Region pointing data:
===============
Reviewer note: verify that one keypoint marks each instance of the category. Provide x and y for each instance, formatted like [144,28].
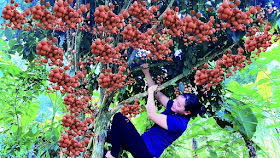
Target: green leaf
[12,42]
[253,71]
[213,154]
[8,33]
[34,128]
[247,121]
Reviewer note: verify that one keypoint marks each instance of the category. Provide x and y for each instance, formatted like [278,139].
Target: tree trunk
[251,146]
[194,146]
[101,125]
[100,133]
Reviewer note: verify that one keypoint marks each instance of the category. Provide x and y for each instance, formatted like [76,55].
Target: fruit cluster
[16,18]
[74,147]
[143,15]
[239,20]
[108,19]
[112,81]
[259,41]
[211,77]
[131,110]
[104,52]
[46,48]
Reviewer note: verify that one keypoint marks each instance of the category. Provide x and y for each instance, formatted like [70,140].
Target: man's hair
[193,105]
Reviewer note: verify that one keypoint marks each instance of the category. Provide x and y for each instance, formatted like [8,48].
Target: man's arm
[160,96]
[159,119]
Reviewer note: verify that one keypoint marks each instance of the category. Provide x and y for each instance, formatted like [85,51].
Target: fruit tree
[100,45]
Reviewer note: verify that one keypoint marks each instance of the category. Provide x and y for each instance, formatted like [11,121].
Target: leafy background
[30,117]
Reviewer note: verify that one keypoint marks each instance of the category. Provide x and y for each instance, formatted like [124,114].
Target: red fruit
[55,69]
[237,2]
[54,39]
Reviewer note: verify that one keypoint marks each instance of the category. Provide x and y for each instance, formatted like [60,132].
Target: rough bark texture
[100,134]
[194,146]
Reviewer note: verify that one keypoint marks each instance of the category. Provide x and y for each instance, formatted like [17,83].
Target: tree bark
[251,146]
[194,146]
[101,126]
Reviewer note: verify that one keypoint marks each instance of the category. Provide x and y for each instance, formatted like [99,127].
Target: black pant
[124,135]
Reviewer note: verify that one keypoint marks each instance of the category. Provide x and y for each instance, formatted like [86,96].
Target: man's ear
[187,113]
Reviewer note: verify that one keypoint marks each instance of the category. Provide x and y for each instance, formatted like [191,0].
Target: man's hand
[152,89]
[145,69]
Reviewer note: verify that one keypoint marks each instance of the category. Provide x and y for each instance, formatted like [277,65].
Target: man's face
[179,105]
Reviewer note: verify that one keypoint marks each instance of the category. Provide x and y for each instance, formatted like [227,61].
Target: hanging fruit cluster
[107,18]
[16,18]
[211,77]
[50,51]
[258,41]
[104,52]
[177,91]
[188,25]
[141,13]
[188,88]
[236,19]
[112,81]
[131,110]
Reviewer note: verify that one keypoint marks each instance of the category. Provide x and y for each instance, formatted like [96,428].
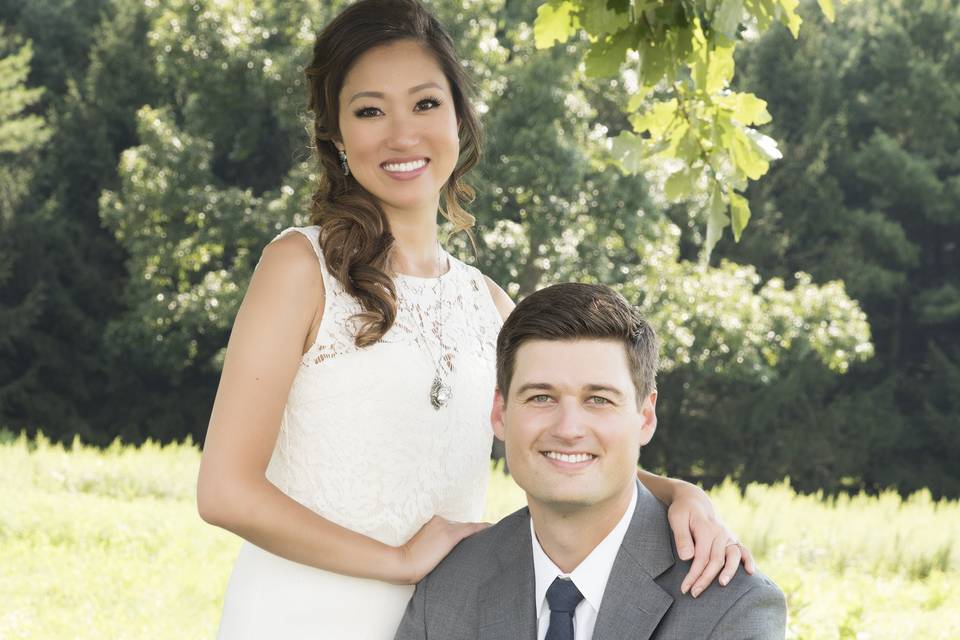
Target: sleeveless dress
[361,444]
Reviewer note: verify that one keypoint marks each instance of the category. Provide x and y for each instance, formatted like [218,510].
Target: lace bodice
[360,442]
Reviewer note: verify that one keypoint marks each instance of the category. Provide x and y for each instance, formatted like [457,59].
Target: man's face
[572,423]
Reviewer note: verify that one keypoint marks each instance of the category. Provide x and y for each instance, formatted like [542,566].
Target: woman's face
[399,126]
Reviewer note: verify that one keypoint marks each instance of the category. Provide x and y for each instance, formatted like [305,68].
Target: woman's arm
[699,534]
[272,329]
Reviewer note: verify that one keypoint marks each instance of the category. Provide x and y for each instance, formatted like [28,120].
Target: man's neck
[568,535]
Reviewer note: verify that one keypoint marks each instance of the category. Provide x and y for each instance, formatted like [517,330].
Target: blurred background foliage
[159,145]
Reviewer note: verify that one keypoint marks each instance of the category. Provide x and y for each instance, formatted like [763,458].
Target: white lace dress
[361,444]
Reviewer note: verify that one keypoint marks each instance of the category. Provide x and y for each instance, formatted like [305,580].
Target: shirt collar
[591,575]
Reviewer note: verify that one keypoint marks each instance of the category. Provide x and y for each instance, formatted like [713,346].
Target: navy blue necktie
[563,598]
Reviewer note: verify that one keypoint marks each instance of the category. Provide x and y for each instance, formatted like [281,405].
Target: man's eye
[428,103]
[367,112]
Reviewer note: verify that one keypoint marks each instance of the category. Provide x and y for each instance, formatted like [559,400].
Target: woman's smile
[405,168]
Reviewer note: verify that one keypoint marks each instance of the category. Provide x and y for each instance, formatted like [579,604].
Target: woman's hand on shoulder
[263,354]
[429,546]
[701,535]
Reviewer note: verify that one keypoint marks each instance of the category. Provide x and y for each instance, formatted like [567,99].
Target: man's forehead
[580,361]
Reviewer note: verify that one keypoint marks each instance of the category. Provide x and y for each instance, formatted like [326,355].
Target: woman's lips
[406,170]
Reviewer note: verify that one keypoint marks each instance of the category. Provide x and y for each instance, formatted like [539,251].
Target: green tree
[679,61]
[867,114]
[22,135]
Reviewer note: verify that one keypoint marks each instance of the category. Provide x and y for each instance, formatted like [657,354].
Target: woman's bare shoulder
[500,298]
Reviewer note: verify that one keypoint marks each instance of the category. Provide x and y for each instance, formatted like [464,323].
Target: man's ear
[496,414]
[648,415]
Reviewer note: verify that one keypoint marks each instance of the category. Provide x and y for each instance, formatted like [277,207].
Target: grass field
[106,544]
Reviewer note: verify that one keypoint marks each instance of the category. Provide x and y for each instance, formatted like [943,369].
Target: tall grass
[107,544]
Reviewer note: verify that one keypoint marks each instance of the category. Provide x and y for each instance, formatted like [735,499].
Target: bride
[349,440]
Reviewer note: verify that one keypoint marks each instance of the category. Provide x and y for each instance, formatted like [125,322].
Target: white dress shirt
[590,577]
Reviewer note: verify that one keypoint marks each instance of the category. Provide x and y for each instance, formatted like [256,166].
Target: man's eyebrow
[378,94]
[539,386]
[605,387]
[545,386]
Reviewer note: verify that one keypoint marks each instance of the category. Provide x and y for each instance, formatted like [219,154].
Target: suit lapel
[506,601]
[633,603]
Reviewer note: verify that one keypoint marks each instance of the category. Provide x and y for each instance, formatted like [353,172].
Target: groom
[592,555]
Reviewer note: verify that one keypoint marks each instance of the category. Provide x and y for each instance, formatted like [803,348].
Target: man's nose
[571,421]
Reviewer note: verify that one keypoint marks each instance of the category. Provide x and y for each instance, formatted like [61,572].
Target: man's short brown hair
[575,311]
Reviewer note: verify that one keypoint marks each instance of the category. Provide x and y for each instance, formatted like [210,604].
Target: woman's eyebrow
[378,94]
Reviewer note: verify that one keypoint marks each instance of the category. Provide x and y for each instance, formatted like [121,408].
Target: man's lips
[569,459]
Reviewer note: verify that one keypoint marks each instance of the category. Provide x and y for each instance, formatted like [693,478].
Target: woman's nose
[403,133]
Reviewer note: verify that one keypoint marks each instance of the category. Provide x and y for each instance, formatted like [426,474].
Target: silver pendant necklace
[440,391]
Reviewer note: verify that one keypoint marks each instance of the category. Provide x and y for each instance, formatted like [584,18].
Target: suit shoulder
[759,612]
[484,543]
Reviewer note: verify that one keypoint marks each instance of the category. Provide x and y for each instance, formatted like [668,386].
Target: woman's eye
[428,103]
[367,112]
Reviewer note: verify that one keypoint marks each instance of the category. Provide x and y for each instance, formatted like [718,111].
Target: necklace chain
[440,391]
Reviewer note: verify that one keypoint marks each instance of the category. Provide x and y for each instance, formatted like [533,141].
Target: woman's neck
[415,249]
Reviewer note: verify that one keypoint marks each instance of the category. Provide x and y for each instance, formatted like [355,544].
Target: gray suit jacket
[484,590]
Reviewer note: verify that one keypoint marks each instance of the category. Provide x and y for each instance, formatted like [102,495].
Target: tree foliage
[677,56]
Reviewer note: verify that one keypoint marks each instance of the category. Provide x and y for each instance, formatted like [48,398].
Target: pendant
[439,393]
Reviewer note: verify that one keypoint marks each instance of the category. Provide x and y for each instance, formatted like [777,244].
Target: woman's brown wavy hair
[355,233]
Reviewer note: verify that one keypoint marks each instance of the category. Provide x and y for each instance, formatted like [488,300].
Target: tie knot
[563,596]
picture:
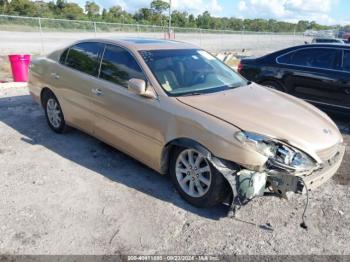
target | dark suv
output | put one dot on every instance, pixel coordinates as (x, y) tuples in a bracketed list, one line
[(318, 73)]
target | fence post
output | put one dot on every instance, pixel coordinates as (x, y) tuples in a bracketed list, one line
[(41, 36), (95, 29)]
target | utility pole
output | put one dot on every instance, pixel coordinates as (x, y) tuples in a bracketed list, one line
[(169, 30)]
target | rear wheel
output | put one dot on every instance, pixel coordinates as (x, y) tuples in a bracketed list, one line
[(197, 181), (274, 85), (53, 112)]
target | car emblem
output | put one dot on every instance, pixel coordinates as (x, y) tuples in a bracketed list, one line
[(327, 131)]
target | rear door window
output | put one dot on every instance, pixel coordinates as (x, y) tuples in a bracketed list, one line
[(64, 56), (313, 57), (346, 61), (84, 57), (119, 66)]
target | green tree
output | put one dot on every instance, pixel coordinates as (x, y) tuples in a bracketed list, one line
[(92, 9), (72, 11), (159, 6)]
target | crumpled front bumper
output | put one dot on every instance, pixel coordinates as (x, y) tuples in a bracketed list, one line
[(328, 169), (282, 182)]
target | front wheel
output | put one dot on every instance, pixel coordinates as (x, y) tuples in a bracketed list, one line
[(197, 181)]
===============
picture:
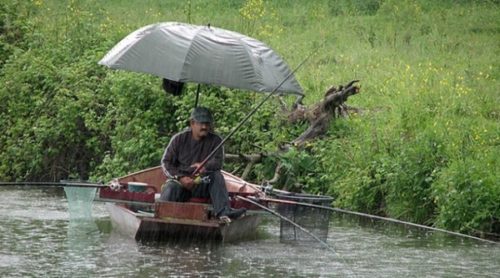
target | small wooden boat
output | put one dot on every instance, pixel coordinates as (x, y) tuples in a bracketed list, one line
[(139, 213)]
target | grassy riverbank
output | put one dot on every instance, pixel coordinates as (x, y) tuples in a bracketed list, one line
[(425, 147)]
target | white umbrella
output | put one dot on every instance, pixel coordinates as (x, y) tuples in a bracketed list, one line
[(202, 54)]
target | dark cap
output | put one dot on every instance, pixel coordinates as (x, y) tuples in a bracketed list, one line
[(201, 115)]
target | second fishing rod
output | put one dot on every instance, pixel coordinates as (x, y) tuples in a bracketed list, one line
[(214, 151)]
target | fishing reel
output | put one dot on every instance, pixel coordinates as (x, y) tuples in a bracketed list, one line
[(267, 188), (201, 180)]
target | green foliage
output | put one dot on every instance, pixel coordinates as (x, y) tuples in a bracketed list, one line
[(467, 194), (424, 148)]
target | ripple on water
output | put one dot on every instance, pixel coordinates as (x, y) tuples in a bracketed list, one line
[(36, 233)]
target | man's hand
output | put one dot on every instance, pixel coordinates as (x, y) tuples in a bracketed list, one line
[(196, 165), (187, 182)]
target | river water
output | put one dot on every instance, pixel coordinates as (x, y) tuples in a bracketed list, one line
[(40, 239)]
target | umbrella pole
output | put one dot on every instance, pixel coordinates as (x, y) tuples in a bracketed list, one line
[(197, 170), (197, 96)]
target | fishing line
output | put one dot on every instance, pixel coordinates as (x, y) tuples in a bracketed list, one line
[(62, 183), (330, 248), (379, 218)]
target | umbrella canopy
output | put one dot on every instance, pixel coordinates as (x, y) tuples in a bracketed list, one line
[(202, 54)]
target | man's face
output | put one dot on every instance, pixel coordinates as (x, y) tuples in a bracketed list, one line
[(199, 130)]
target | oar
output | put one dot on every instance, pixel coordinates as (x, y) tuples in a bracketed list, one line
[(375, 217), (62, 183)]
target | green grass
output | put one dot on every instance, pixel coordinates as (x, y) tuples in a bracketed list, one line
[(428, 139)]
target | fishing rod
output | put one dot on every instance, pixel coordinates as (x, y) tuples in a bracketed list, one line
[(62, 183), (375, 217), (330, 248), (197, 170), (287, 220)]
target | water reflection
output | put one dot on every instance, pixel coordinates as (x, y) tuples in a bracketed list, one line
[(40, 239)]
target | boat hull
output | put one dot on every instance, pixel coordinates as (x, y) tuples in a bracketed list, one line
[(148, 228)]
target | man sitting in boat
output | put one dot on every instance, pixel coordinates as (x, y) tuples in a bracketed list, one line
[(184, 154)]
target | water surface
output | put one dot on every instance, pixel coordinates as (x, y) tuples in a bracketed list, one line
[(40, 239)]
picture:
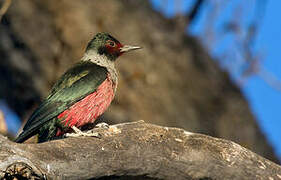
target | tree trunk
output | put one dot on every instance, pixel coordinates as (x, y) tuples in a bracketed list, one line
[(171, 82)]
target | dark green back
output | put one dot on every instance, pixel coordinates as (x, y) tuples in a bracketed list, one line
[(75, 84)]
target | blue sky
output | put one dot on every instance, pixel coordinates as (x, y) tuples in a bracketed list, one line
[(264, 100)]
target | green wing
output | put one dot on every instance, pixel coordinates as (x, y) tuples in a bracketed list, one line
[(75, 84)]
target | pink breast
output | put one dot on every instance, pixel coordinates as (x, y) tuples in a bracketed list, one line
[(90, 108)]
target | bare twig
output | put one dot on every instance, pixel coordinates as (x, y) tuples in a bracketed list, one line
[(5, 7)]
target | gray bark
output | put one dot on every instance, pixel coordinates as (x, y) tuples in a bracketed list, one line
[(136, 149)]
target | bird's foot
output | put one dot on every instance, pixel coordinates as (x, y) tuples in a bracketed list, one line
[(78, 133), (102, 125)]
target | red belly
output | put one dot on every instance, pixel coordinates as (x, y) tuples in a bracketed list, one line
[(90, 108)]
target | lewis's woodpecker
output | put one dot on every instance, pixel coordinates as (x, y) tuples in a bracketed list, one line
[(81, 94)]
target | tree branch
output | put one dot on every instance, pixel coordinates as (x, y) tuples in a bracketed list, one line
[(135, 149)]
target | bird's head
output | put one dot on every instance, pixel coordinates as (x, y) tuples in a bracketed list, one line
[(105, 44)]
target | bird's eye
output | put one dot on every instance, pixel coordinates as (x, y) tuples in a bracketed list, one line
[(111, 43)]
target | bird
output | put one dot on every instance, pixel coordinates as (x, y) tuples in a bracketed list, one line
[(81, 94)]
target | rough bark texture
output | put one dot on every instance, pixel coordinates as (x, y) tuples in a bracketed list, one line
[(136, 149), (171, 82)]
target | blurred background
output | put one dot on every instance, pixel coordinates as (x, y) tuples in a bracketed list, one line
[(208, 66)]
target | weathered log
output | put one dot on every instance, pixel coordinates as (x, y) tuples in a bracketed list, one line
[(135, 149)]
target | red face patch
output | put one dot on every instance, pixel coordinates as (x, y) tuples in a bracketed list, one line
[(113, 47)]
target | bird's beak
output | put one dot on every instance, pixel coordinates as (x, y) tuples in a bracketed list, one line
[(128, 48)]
===============
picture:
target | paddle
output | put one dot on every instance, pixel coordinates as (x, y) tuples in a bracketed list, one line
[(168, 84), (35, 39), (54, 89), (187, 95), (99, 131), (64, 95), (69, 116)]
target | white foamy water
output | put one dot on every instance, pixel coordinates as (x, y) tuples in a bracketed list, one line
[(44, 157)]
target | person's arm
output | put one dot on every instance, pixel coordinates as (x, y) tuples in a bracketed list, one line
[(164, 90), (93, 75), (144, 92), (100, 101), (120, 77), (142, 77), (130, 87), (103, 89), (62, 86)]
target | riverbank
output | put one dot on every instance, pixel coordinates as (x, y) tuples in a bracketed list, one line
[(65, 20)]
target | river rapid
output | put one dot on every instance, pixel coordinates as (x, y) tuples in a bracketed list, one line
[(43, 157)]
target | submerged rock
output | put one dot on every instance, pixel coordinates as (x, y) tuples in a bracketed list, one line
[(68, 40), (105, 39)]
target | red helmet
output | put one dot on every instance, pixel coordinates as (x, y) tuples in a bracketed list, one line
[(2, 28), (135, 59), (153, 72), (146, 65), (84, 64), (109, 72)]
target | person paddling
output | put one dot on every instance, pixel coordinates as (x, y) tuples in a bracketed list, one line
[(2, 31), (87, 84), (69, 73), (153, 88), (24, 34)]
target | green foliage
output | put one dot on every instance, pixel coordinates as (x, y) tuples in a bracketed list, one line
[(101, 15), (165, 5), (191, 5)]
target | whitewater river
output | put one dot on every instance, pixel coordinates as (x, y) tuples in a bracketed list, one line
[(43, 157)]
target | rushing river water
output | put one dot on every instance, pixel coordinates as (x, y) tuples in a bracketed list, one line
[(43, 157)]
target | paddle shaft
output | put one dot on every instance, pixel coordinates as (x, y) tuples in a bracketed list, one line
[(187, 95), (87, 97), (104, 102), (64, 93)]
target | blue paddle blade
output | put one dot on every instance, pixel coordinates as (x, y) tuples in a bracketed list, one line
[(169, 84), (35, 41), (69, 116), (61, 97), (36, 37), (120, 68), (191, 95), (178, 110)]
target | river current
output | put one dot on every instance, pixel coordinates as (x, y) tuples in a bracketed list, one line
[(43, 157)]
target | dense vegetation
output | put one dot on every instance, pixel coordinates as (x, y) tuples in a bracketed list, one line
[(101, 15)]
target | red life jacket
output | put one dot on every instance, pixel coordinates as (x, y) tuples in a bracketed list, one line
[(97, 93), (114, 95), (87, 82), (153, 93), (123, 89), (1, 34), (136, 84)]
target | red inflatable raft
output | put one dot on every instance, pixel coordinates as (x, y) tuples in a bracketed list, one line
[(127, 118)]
===============
What you have to do: Print, from the entries above, the line with "target | grassy riverbank", the line with "target | river water" and all lines between them, exactly and with nothing else.

Answer below:
target | grassy riverbank
output | put one dot on every instance, pixel coordinates as (x, y) tuples in a bracketed list, one line
[(425, 147)]
target | white umbrella
output | put one dot on every instance, pixel coordinates as (x, y) tuples in a bracketed list, one line
[(202, 54)]
target | dark cap
output | put one dot on every instance, pixel coordinates as (x, y) tuples in a bracketed list, one line
[(201, 115)]
target | second fishing rod
output | put one dot on every instance, pixel coordinates as (x, y) tuples in a bracketed list, one line
[(214, 151)]
target | fishing reel
output | put one dot on every instance, pixel coordinates as (x, y) tuples in a bracketed list, one line
[(267, 188), (201, 180)]
target | green foliage
output | put one dot on every instance, pixel coordinates as (x, y) tuples in a bracketed list, one line
[(467, 194), (424, 148)]
target | ripple on water
output | put one dot on every instance, pixel coordinates as (x, y) tuples in a bracketed list, one line
[(36, 233)]
target | man's hand
output | put one dot on every instance, pixel coordinates as (x, y) tuples in a bracketed list, one line
[(196, 165), (187, 182)]
target | river water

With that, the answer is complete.